Everything from the line containing "Then for every" through the final line of the material is to be restated word for word, and only that.

++++++++

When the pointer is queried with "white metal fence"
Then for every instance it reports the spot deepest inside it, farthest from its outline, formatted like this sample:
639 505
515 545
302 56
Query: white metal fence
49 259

++++++++

#### Your solution:
Then for every instance it reports the spot deepest inside it, farthest from its outline, formatted like this sample:
639 505
515 545
302 56
Query: white metal fence
49 259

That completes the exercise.